Information provided:
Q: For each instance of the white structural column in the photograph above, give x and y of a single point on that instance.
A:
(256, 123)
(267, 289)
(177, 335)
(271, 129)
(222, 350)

Brief:
Give back each record, exactly as it reads.

Exercise output:
Q: For each instance of the white structural column in the photograph above, give x and y of a single point on that instance.
A:
(256, 123)
(267, 289)
(177, 335)
(271, 129)
(222, 350)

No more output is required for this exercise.